• _Selection_:
____

Exit planning: Get the best price for your brokerage

Exit planning: Get the best price for your brokerage | Insurance Business

Exit planning: Get the best price for your brokerage
For many SMEs, succession and exit is the proverbial elephant in the room. And, irrespective of the countless books, seminars and newspaper columns devoted to the subject, business owners continue to ignore the basic principle that their enterprise needs to be prepared well in advance for sale in order to maximize value, price and successful exodus of the principals.
Like all things in life, there are a series or sequence of steps that must be adhered to in order to ensure a business is valuable, attractive and saleable.
The following factors have a heavy influence on the value of a business for sale and owners need to ask themselves these key questions to determine the sale readiness of their businesses:
Business size
Is the size of my business ‘right’ for my industry or market in order to maximize sale value? Simply put, ‘size does matter’! There is plenty of research that supports the fact that businesses with a turnover of $5 million or more nearly always sell at higher multiples than their smaller counterparts.
Whilst I am not in favour of growth for growth’s sake, designing your business to grow to at least this level of turnover will maximize value. Achieving the scale required might include making acquisitions of complementary businesses/opportunities, opening in other states or looking for baby boomer business owners ‘desperate’ to exit and retire.
Interestingly, the research clearly shows the top two outcomes baby boomers look for in a successful exit are not about the dollars; rather, they want assurance the business will continue after the exit (legacy) and that the new owner will look after the staff.
Business model
Clarity and sense of purpose and belonging are the next important factors. Are the business owner and all the members of the team on the same page with their understanding of the business model? Does every aspect of the business actually match the business model?
Is it a boutique or scale business and, even more importantly, is every aspect of the operation –customer service, online presence, the people employed, the pricing strategy, office location (even its layout and fittings) and marketing materials – all aligned to ensure they reflect the business model?
This is further supported by a key finding in a Pitcher Partners 2013 survey that the overall price was rated less important than continuity of the business and ongoing jobs for employees, with 69 per cent of respondents believing continuity of the business was important before they engaged in succession planning, and 89 per cent afterwards.
I met a financial adviser recently who told me he looked after high net wealth individual clients, was extremely good at what he did and, as a result, charged a premium. When he gave me a business card on very flimsy paper that looked like it had been printed as cheaply as possible, it clearly highlighted a misalignment within his business model.
The ease of reading and understanding the business revenue is the next factor that has a significant bearing on the sale price. Is it an annuity-style income based on long-term contract, or does it depend on continually deriving new sales?
Put simply, recurring revenue is worth more.
Businesses with clients on long-term retainers, extended contracts, or some type of residual income trail are far more attractive and valuable than those that need to make sales continually, every day, week and month.
Astute buyers will carefully examine the sales system/process (especially to identify if it is based on a key salesperson’s skill and networks) and the supporting marketing strategy and infrastructure.

____

• _Tasks to perform_:
1 > According to the exit planning article, what turnover do businesses need in order to nearly always sell at higher multiples than smaller ones?
2 > Reproduce the stretch of the exit planning article from "Interestingly, the research" through "reflect the business model?".
3 > Carry the exit planning article forward with the next part, starting right after its last sentence.

____

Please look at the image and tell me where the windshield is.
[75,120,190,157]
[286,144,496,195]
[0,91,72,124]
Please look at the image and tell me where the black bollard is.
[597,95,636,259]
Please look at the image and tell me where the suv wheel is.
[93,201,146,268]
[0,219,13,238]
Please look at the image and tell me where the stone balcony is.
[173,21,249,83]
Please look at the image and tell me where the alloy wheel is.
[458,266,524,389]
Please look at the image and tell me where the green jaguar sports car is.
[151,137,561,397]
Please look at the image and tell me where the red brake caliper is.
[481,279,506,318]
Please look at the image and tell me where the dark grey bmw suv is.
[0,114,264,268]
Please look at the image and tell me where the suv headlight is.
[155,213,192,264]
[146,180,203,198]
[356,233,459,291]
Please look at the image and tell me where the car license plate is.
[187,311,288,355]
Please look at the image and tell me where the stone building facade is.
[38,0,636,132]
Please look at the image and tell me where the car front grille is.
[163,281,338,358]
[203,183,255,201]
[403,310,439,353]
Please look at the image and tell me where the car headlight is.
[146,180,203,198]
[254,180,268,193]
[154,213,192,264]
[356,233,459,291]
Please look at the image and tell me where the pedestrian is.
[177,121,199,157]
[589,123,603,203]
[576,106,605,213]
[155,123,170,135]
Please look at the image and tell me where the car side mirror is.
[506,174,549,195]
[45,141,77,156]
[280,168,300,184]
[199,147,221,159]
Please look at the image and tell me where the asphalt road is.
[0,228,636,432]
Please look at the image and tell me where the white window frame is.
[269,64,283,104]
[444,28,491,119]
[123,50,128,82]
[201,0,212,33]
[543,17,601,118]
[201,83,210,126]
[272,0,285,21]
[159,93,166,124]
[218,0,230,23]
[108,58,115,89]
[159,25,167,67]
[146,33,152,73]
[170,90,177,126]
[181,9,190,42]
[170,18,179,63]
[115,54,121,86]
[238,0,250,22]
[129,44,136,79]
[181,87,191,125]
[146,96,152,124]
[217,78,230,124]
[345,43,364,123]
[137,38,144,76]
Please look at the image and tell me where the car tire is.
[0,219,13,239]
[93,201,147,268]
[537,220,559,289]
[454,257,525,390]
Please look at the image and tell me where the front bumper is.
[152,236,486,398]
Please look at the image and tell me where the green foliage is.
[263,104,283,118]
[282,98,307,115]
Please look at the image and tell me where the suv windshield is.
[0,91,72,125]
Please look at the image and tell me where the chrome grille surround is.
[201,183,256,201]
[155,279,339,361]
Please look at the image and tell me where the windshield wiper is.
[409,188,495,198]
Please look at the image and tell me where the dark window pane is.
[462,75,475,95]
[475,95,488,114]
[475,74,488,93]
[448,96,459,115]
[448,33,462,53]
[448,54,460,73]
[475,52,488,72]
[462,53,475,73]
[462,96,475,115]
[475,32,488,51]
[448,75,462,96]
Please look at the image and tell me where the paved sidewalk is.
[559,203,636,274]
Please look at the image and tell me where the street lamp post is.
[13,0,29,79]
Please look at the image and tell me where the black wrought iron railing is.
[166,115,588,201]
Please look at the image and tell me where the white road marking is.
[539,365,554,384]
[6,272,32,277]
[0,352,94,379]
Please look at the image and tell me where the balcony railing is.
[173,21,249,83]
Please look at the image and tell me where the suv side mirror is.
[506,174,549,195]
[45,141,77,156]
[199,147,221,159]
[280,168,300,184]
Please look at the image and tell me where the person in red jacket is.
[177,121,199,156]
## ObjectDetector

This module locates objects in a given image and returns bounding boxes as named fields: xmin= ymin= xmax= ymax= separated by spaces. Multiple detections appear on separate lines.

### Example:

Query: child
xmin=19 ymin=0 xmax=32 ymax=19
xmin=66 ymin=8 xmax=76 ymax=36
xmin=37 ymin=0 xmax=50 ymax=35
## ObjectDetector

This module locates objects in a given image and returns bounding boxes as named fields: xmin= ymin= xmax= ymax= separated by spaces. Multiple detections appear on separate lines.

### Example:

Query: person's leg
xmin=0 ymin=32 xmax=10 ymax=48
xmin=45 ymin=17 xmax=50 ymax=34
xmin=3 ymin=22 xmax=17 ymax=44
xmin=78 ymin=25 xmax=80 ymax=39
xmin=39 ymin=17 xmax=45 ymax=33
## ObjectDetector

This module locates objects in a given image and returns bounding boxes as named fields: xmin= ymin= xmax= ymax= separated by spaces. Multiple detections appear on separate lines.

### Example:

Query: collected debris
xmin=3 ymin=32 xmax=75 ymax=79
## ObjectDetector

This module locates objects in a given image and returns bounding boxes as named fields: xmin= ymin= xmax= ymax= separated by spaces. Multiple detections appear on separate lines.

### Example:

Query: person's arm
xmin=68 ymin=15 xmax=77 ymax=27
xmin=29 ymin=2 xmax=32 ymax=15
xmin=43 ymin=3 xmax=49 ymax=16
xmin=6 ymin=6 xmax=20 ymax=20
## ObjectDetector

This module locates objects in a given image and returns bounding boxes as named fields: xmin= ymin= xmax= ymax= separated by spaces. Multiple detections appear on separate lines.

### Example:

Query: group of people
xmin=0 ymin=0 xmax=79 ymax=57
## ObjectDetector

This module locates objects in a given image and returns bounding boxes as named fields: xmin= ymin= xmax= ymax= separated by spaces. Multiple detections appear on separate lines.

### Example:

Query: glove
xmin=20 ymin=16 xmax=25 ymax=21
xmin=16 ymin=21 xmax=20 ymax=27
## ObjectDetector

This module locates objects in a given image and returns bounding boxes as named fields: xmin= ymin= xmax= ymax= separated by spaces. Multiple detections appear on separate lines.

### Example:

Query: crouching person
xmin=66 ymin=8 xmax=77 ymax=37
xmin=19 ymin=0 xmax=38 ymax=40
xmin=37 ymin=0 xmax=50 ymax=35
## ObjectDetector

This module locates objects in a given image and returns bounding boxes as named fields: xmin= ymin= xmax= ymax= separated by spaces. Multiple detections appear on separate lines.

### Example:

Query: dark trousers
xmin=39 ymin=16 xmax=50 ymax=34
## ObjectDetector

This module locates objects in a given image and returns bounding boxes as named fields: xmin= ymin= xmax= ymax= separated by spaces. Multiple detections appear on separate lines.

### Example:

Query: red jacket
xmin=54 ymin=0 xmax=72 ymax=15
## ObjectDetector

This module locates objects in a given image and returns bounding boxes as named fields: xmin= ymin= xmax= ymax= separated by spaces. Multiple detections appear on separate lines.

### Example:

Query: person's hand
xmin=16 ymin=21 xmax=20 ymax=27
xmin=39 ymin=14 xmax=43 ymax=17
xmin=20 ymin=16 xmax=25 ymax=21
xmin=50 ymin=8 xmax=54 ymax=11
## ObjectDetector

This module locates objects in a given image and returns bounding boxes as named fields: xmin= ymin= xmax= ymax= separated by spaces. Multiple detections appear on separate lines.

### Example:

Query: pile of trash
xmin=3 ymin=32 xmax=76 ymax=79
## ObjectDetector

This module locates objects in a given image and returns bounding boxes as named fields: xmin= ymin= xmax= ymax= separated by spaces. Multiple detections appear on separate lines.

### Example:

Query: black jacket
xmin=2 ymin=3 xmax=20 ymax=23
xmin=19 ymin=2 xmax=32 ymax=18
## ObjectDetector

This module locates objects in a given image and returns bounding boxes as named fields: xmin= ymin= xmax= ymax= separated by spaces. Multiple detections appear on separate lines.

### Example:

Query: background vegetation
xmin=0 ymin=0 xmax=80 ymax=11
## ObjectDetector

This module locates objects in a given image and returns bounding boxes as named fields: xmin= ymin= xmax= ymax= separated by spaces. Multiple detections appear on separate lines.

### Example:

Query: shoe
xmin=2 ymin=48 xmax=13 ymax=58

____

• _Results in order_:
1 > $5 million or more

2 >
Interestingly, the research clearly shows the top two outcomes baby boomers look for in a successful exit are not about the dollars; rather, they want assurance the business will continue after the exit (legacy) and that the new owner will look after the staff.
Business model
Clarity and sense of purpose and belonging are the next important factors. Are the business owner and all the members of the team on the same page with their understanding of the business model? Does every aspect of the business actually match the business model?
Is it a boutique or scale business and, even more importantly, is every aspect of the operation –customer service, online presence, the people employed, the pricing strategy, office location (even its layout and fittings) and marketing materials – all aligned to ensure they reflect the business model?

3 >
Sales and marketing
Sales and marketing that run independently is vital for a business and needs to be able to generate new business, leads, enquiries and ultimately sales without relying on either the owner or a key person’s skill and sales ability.
Businesses that are systemized and have a documented operational process will have a distinct advantage over similar operations that are on the market. Systems save time, effort and money because they are far simpler to run, less stressful and generally far less risky and, as a consequence, are also more valuable.
The potential that they are performing well is greater and the level of specialized skill to run them is reduced and the lower risk is always more valuable.
Positively engaged, motivated and incentivised employees to perform and work are also an immense asset for any business. Incentive plans that reward based on performance can easily be adapted in an employee share ownership plan (ESOP). This simple strategy substantially reduces one of the key risks for buyers – employees exiting the business after the owner has left.
It also provides a strong incentive for performance and their financial well-being (at least a part of it) is closely matched to those of the owner. Employees with the same mindset as the business owner result in better performing, more profitable businesses with everyone sharing in the benefits.
Risk management
Far too many SMEs unwisely regard risk management and compliance as something only large businesses need to worry about. Corporate governance and compliance is often ignored by business owners, they fail to see that it adds considerable value as reduced risk can provide a source of the right type of buyers for the business.
In our experience, we often see deals fall over at due diligence stage when the buyer really investigates the substance behind the business. Those with poorly prepared accounts, badly documented processes and little or no governance structures often fail to meet this hurdle.
Owner dependence
It is the reliance of the business on the owner that can often be the deal breaker. Can the principal take time away from the business for a holiday?
A potential buyer needs to see that the business is able to operate efficiently and effectively without the owner’s involvement. It reaffirms to a prospective buyer that many of the above operational attributes are in place and functioning properly.
Start early
Ideally business succession should start the first day a business opens its doors and then evolve continuously until it is time for the owner to leave. However, in the real world business owners get caught up in the day-to-day demands of running a business and pay little attention to succession and exit until they are on the eve of retirement.
Others postpone exit planning because the task seems too difficult or it is avoided because of the emotional issues involved. For many owners, it can be quite stressful to relinquish control of what has been one of their greatest achievements in life.
Family-owned businesses have special needs, some of which can impact on family harmony and relationships. However, irrespective of the barrier or emotional roadblock, business succession is important to all businesses irrespective of size, market share or ownership and is not a process that can wait to the last minute to be implemented.
The sooner owners acknowledge the need to implement an exit and succession strategy, the better their prospects are to maximize value, sale price and comfortable exit following a lifetime of work and endeavor.
This is a slightly amended version of an article written by Craig West, strategic accountant with over 20 years’ experience advising business owners . It has been shortened to make it suitable for web publishing.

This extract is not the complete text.